§ WRITTEN PROBLEM
Retype each line of the material exactly, please, skipping any picture in it.
### EXTRACTED RECORDS ###
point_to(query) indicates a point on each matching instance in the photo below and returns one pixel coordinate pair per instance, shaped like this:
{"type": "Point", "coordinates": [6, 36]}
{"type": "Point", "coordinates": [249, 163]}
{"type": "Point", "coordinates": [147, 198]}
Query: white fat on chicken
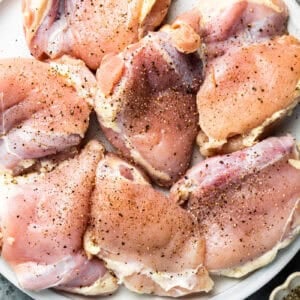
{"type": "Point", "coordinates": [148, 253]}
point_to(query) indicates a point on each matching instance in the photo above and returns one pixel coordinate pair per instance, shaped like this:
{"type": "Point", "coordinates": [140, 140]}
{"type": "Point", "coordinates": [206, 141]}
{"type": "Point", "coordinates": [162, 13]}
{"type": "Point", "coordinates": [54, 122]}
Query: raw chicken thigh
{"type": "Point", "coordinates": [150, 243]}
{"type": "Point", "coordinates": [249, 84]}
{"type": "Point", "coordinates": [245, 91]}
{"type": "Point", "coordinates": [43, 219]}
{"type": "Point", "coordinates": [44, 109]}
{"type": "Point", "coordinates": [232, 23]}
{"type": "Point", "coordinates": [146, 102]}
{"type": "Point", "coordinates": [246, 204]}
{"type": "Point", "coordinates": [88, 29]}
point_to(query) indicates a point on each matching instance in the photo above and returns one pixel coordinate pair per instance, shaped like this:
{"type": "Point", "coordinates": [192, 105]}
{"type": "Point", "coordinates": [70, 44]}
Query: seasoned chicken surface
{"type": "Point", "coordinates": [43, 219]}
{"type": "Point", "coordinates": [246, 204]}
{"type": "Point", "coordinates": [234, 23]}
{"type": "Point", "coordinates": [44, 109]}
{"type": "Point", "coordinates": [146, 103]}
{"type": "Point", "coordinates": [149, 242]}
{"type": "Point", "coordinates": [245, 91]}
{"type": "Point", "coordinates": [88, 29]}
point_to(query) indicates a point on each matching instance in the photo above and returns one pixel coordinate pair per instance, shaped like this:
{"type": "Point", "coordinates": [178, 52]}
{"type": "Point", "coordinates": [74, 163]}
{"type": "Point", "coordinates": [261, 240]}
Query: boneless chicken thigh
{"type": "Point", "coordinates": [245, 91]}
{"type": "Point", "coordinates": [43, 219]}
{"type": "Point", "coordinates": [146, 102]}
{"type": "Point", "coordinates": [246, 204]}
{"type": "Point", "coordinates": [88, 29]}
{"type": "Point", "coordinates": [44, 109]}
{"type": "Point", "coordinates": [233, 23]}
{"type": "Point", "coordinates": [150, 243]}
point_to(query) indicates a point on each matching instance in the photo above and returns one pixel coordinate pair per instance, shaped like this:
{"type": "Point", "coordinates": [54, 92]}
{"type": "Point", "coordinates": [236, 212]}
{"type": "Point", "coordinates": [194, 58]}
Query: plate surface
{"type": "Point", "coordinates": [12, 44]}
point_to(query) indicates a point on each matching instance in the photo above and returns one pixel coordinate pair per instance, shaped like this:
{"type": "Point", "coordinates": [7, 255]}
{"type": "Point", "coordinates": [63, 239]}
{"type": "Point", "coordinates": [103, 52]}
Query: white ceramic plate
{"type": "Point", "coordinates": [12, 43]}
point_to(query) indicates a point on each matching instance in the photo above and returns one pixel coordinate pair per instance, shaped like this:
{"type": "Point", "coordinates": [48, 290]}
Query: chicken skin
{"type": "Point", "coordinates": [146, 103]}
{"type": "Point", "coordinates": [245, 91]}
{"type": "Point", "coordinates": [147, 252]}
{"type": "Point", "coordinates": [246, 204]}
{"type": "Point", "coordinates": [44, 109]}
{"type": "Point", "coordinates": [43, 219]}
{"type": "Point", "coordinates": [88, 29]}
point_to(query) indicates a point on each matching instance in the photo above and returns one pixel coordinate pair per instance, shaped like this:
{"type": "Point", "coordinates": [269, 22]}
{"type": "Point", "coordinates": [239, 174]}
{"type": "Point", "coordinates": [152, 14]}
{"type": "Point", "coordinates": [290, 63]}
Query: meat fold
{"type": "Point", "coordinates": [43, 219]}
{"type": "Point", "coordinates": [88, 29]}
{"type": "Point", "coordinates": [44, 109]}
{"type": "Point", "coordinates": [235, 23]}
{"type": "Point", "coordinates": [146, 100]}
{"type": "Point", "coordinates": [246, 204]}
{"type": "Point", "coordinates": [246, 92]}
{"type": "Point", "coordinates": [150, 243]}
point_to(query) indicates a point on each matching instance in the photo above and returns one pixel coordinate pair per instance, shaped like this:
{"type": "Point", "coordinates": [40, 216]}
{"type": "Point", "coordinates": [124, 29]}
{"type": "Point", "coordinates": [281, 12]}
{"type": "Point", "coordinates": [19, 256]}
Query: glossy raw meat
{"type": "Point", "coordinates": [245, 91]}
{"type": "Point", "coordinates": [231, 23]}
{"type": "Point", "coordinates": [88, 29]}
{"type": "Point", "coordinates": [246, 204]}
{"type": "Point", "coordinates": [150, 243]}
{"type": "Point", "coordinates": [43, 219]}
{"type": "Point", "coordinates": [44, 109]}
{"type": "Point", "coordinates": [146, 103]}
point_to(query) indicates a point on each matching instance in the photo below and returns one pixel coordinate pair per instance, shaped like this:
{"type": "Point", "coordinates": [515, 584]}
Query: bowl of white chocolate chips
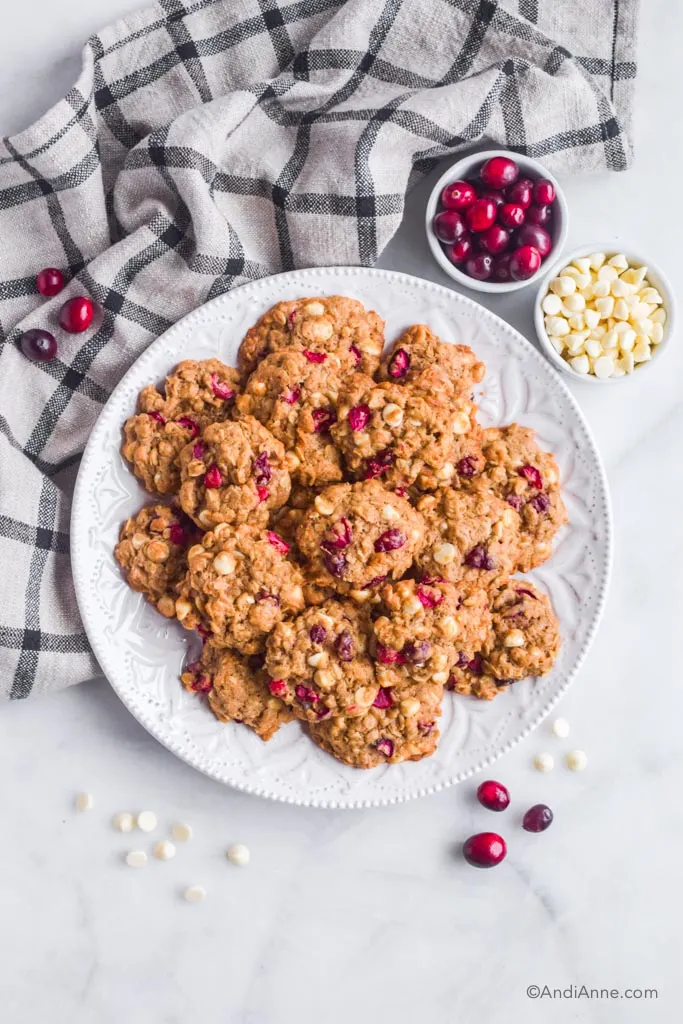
###
§ THE OUTPUT
point_to(query) indicates a point on each matching instance in the photo below and returns one pixel coordinate pair per instance, shaped like this:
{"type": "Point", "coordinates": [6, 36]}
{"type": "Point", "coordinates": [249, 163]}
{"type": "Point", "coordinates": [147, 198]}
Query: white fat on chicken
{"type": "Point", "coordinates": [148, 253]}
point_to(query) indicates a point on each matching instance in the photo above and returns one pixel coordinate pair per instance, shaped like this:
{"type": "Point", "coordinates": [140, 140]}
{"type": "Point", "coordinates": [206, 141]}
{"type": "Point", "coordinates": [162, 13]}
{"type": "Point", "coordinates": [54, 122]}
Query: raw chicken thigh
{"type": "Point", "coordinates": [150, 243]}
{"type": "Point", "coordinates": [249, 84]}
{"type": "Point", "coordinates": [245, 91]}
{"type": "Point", "coordinates": [43, 219]}
{"type": "Point", "coordinates": [44, 109]}
{"type": "Point", "coordinates": [232, 23]}
{"type": "Point", "coordinates": [146, 102]}
{"type": "Point", "coordinates": [246, 204]}
{"type": "Point", "coordinates": [88, 29]}
point_to(query) indicates a point on each matching instance in the photo above and returns one pixel coordinate pair per instance, shaped like this:
{"type": "Point", "coordinates": [192, 105]}
{"type": "Point", "coordinates": [70, 44]}
Query: seasoned chicken surface
{"type": "Point", "coordinates": [43, 219]}
{"type": "Point", "coordinates": [246, 204]}
{"type": "Point", "coordinates": [234, 23]}
{"type": "Point", "coordinates": [44, 109]}
{"type": "Point", "coordinates": [146, 103]}
{"type": "Point", "coordinates": [149, 242]}
{"type": "Point", "coordinates": [245, 91]}
{"type": "Point", "coordinates": [88, 29]}
point_to(query) indicates a point on each matching instance in the photo above and returns one pixel coordinate pair per instance, shaped like this:
{"type": "Point", "coordinates": [178, 52]}
{"type": "Point", "coordinates": [74, 163]}
{"type": "Point", "coordinates": [261, 240]}
Query: boneless chicken thigh
{"type": "Point", "coordinates": [245, 91]}
{"type": "Point", "coordinates": [43, 219]}
{"type": "Point", "coordinates": [146, 102]}
{"type": "Point", "coordinates": [246, 204]}
{"type": "Point", "coordinates": [88, 29]}
{"type": "Point", "coordinates": [44, 109]}
{"type": "Point", "coordinates": [233, 23]}
{"type": "Point", "coordinates": [150, 243]}
point_to(query) indicates a point on each matching instance in the photo above and returns one pixel coordinate pair per instance, shaped like this:
{"type": "Point", "coordinates": [54, 92]}
{"type": "Point", "coordinates": [236, 212]}
{"type": "Point", "coordinates": [194, 58]}
Query: plate surface
{"type": "Point", "coordinates": [12, 44]}
point_to(query) indicates a point on each matching instance in the photo above and returns one pixel coordinate pair per instance, shaped like this:
{"type": "Point", "coordinates": [7, 255]}
{"type": "Point", "coordinates": [63, 239]}
{"type": "Point", "coordinates": [103, 52]}
Query: white ceramic plate
{"type": "Point", "coordinates": [12, 43]}
point_to(query) indicates a point on each matching instance in the photo above and returns one pixel coordinate pair per instance, shaped like this:
{"type": "Point", "coordinates": [48, 290]}
Query: chicken skin
{"type": "Point", "coordinates": [146, 103]}
{"type": "Point", "coordinates": [245, 91]}
{"type": "Point", "coordinates": [147, 252]}
{"type": "Point", "coordinates": [246, 204]}
{"type": "Point", "coordinates": [44, 109]}
{"type": "Point", "coordinates": [43, 219]}
{"type": "Point", "coordinates": [88, 29]}
point_to(query) indicates a point on each matching instance in the photo above and returns one pixel coordinate pair per instance, shaped like this:
{"type": "Point", "coordinates": [269, 22]}
{"type": "Point", "coordinates": [239, 174]}
{"type": "Point", "coordinates": [152, 14]}
{"type": "Point", "coordinates": [290, 63]}
Query: meat fold
{"type": "Point", "coordinates": [43, 219]}
{"type": "Point", "coordinates": [88, 29]}
{"type": "Point", "coordinates": [44, 109]}
{"type": "Point", "coordinates": [235, 23]}
{"type": "Point", "coordinates": [146, 100]}
{"type": "Point", "coordinates": [246, 204]}
{"type": "Point", "coordinates": [246, 92]}
{"type": "Point", "coordinates": [150, 243]}
point_to(query) indicates a point on each matching instance in the photo above and returns one pixel coordinate pair per instance, shaped like this:
{"type": "Point", "coordinates": [40, 216]}
{"type": "Point", "coordinates": [124, 29]}
{"type": "Point", "coordinates": [281, 12]}
{"type": "Point", "coordinates": [19, 256]}
Query: glossy raw meat
{"type": "Point", "coordinates": [245, 91]}
{"type": "Point", "coordinates": [231, 23]}
{"type": "Point", "coordinates": [88, 29]}
{"type": "Point", "coordinates": [246, 204]}
{"type": "Point", "coordinates": [150, 243]}
{"type": "Point", "coordinates": [43, 219]}
{"type": "Point", "coordinates": [44, 109]}
{"type": "Point", "coordinates": [146, 103]}
point_to(query) indicates a point on each matching instance in the photo below and returns one pixel coordinate pair per instance, shaped like this:
{"type": "Point", "coordinates": [515, 584]}
Query: bowl of white chocolate chips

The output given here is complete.